EXERCISE REQUIREMENTS: From the passage on Typhoon Doksuri and homelessness in the Philippines, list every daily income threshold cited from World Bank data, giving each peso figure with its dollar equivalent.

SOURCE PASSAGE:
**********

Typhoon Doksuri in the PhilippinesOn July 26, 2023, Typhoon Doksuri struck the Philippines, affecting 502,782 Filipinos. The impact was significant, leading to unfortunate consequences. According to the national disaster agency, 13 individuals lost their lives due to flooding and landslides. Tragedy further unfolded as a ferry boat capsized due to Doksuri’s powerful winds, resulting in an additional 26 fatalities. Notably, Doksuri possessed the intensity of a Category 4 hurricane. This calamity forced more than 42,000 Filipinos to evacuate their homes, adding to the ongoing homelessness crisis in the country.

Homelessness in the Philippines 

Roughly 4.5 million people, out of the country’s total population of 106 million, were reported homeless in January 2023. This dire situation primarily stems from job losses, inadequate income and job instability. The homelessness crisis was further compounded by the COVID-19 pandemic.

Michelle Sicat, a 28-year-old single mother, relocated to Manila in pursuit of employment and secured a job as a shop assistant. Leaving her daughter and parents behind, she aimed to build a career. However, the COVID-19 pandemic hit abruptly, leading to a strict lockdown across Luzon, the island where Manila is situated. The ensuing business closures left Sicat unemployed.

Desperate to return to her family, Sicat rushed to the bus station but faced immense competition for limited seats due to the overwhelming demand. She sought refuge at Manila Baywalk, and her life suddenly upended.

The issue of homelessness persists in the Philippines, with Typhoon Doksuri worsening the crisis, displacing more than 42,831 individuals (and the numbers continue to rise), all in search of shelter.

This challenge perpetuates the cycle of poverty throughout the nation. According to World Bank data, 6.1% of Filipinos live on less than ₱104 per day ($1.89), while 26% survive on less than ₱175.37 per day ($3.19) and a substantial 55.1% live on less than ₱301.42 per day ($5.49).

**********

(Stored items from a collection)
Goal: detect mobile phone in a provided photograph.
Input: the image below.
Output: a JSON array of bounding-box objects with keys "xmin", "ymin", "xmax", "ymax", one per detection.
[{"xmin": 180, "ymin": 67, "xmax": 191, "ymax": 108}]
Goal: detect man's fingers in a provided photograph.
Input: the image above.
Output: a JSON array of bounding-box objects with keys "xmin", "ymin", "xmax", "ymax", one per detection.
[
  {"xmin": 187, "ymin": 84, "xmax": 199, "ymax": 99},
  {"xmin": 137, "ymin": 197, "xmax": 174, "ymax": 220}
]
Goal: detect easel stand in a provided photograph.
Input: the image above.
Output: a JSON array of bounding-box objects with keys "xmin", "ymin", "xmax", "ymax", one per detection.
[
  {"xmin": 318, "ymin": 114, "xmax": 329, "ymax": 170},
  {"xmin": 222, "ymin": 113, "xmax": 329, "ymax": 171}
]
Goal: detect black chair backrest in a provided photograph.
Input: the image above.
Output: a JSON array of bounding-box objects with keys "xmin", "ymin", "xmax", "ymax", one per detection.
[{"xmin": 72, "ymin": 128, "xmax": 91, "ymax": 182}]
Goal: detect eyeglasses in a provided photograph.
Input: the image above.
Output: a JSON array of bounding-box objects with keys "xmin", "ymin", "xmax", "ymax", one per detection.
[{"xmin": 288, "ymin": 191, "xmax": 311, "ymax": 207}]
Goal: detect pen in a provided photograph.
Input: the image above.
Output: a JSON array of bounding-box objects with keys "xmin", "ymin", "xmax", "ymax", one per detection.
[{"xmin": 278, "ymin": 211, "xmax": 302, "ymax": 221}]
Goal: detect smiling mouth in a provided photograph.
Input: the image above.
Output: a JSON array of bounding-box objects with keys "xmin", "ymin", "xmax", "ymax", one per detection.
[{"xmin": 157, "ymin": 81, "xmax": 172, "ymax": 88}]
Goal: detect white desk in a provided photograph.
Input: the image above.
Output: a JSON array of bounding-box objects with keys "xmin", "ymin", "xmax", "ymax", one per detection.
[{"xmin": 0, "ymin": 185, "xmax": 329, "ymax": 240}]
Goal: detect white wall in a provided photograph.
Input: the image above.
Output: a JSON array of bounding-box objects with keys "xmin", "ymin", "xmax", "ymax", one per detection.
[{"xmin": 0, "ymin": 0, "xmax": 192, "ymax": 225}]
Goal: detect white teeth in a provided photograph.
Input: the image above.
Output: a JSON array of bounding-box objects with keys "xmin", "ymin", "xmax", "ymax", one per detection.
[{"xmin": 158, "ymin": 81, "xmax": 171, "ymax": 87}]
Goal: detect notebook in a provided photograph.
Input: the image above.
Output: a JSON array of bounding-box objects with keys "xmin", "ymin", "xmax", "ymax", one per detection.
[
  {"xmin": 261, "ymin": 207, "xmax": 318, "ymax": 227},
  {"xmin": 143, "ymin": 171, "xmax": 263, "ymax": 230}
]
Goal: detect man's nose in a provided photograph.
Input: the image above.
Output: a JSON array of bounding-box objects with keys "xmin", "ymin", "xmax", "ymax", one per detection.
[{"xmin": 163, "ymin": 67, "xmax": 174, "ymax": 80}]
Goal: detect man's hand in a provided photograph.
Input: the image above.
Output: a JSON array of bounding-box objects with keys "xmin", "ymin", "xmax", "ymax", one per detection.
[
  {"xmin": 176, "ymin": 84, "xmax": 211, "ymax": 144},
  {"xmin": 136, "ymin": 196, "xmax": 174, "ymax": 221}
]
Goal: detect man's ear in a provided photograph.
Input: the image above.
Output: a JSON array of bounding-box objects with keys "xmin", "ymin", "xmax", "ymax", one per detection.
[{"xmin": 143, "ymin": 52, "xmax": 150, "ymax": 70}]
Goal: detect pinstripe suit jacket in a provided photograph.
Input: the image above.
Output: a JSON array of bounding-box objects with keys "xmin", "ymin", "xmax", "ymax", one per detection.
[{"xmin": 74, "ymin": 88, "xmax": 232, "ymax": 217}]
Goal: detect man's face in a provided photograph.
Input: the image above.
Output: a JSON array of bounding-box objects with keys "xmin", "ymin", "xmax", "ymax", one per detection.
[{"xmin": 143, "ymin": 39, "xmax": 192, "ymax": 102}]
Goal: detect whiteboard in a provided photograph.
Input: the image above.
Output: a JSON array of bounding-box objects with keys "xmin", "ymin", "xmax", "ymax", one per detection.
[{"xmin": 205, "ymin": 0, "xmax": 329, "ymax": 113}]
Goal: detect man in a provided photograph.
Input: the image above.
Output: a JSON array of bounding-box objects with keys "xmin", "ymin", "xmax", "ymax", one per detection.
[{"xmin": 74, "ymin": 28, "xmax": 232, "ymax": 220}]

**********

WRITTEN ANSWER:
₱104 per day ($1.89)
₱175.37 per day ($3.19)
₱301.42 per day ($5.49)